▸ Directions:
a) In the will ruling article, how old was Edward Smith when he died?
b) Using the will ruling article, say whether each statement agrees with it: (i) Gavin Boast was the sole executor and sole beneficiary under the 2006 will. (ii) The 2013 will left Boast £140,000. (iii) Smith contacted a Suffolk firm to say he wanted to cancel the enduring powers of attorney in favor of his nephew.
c) Rewrite the paragraph of the will ruling article that begins "The court heard that Smith had a close relationship" as a short bulleted list, keeping its main facts.

▸ Excerpted passage:
· · ·
The High Court has rejected a will executed by a man suffering from delusions after his solicitors failed to do adequate medical checks. Master Clark ruled in Boast v Ballardi & Ors that Edward Smith’s will from 2013 should effectively be replaced by one from seven years earlier after a legal challenge from his nephew.

The claimant, Gavin Boast, was the sole executor and sole beneficiary under the 2006 will for an estate which included a cottage in Suffolk and estimated savings of £140,000.

But the 2013 will stipulated that Boast should receive £15,000 with the residuary estate left on trust for his sisters. Smith died in 2016, aged 97.

The court heard that Smith had a close relationship with his nephew until around 2012, when his GP noted that he had ‘increasingly confused, paranoid ideas… lucid but disorientated in time and space’, with fixed ideas about people preventing him having tablets.

Around this time, Smith contacted Jonathan Margarson of Suffolk firm Cross Ram & Co to say he wanted to cancel the enduring powers of attorney in favour of his nephew and make a new will benefitting his sisters.
· · ·
▸ Extracted information:

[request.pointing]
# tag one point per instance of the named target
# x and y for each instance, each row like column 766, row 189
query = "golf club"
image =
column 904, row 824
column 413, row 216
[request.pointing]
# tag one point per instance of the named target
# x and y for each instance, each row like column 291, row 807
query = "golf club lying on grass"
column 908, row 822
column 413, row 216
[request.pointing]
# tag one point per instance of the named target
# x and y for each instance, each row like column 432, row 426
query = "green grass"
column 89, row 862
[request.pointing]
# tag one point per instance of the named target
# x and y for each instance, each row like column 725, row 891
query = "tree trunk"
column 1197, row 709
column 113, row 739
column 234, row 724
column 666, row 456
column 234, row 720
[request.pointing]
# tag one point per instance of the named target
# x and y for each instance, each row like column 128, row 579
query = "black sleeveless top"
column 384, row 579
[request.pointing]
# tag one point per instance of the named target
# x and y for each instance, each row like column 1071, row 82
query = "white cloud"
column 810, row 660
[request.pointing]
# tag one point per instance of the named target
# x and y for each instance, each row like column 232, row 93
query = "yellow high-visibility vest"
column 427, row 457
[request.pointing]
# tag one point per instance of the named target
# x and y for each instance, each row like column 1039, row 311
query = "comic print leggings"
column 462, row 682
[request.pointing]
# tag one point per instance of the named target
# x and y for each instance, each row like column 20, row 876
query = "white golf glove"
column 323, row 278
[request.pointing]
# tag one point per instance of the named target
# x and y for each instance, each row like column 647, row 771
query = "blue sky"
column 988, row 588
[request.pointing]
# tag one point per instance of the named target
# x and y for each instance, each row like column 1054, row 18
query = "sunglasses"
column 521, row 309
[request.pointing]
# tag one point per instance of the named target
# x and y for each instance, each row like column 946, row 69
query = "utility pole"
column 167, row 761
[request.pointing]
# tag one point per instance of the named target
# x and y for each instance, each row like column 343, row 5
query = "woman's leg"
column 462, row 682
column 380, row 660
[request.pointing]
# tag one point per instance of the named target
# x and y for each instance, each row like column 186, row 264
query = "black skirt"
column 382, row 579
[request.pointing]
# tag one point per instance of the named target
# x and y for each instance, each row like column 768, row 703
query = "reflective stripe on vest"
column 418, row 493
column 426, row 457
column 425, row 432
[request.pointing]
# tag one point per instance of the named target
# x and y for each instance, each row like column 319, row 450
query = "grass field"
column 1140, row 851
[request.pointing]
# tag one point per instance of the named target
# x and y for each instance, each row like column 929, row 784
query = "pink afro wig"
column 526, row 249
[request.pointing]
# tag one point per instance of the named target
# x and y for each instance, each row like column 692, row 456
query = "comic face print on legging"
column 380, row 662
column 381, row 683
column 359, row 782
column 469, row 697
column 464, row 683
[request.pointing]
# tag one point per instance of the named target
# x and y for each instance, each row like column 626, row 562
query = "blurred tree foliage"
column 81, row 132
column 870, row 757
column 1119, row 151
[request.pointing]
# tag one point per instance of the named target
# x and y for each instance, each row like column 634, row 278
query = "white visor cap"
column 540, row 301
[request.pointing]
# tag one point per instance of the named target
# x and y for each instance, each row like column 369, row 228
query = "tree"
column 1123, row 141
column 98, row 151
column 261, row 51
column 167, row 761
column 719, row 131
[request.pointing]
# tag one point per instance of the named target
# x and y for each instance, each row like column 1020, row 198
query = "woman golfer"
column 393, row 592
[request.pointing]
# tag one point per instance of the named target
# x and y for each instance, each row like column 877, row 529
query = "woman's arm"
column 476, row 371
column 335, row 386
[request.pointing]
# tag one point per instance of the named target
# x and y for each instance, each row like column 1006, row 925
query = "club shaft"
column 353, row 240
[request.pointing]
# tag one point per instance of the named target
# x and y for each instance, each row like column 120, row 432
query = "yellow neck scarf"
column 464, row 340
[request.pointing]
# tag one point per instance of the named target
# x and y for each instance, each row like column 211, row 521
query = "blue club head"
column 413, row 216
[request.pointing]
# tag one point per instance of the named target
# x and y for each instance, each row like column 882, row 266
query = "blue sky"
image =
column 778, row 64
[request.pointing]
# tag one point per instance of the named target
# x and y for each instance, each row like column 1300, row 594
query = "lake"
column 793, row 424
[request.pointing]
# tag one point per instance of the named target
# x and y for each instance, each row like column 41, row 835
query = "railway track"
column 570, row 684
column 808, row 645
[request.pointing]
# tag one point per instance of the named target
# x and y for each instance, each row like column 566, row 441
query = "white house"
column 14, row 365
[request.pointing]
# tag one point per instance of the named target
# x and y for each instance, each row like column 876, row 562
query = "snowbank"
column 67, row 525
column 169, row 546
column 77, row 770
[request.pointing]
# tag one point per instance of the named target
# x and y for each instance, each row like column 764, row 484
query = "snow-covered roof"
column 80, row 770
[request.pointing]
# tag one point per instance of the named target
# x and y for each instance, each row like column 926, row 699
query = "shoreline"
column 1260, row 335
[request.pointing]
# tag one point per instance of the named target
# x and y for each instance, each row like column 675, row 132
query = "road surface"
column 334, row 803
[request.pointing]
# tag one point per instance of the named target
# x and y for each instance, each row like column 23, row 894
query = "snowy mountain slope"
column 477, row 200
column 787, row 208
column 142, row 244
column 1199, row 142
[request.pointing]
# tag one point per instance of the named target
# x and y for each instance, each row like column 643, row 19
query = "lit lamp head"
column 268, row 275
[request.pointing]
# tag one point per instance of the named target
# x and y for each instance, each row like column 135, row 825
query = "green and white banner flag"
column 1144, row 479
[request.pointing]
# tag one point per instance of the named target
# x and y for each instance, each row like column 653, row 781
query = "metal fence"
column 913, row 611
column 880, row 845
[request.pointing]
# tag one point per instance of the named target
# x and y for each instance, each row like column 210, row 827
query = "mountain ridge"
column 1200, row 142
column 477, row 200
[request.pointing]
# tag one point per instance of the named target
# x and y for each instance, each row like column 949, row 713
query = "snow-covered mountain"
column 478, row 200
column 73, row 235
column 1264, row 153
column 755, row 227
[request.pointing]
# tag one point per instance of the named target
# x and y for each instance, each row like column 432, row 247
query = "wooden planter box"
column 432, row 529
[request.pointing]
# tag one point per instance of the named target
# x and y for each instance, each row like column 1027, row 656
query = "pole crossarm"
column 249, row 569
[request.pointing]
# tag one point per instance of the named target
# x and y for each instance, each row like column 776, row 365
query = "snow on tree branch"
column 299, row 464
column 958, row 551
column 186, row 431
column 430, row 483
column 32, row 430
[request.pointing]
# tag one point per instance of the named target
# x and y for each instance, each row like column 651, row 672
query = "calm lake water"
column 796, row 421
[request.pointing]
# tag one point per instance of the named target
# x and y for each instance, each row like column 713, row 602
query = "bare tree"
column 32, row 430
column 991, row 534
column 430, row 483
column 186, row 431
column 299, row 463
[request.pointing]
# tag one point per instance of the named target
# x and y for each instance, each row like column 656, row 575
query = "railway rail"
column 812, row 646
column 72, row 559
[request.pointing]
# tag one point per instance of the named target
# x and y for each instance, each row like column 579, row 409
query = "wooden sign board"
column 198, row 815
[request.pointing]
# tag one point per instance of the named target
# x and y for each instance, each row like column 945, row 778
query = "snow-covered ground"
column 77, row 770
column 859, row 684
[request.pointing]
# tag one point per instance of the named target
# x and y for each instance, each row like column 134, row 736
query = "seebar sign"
· · ·
▸ Answers to the problems:
a) He was 97 when he died in 2016.

b)
(i) Yes: "The claimant, Gavin Boast, was the sole executor and sole beneficiary under the 2006 will."
(ii) No: "the 2013 will stipulated that Boast should receive £15,000."
(iii) Yes: "Smith contacted Jonathan Margarson of Suffolk firm Cross Ram & Co to say he wanted to cancel the enduring powers of attorney in favour of his nephew."

c)
- Smith was close to his nephew until around 2012.
- Around then, his GP noted "increasingly confused, paranoid ideas… lucid but disorientated in time and space."
- He had fixed ideas that people were stopping him from having tablets.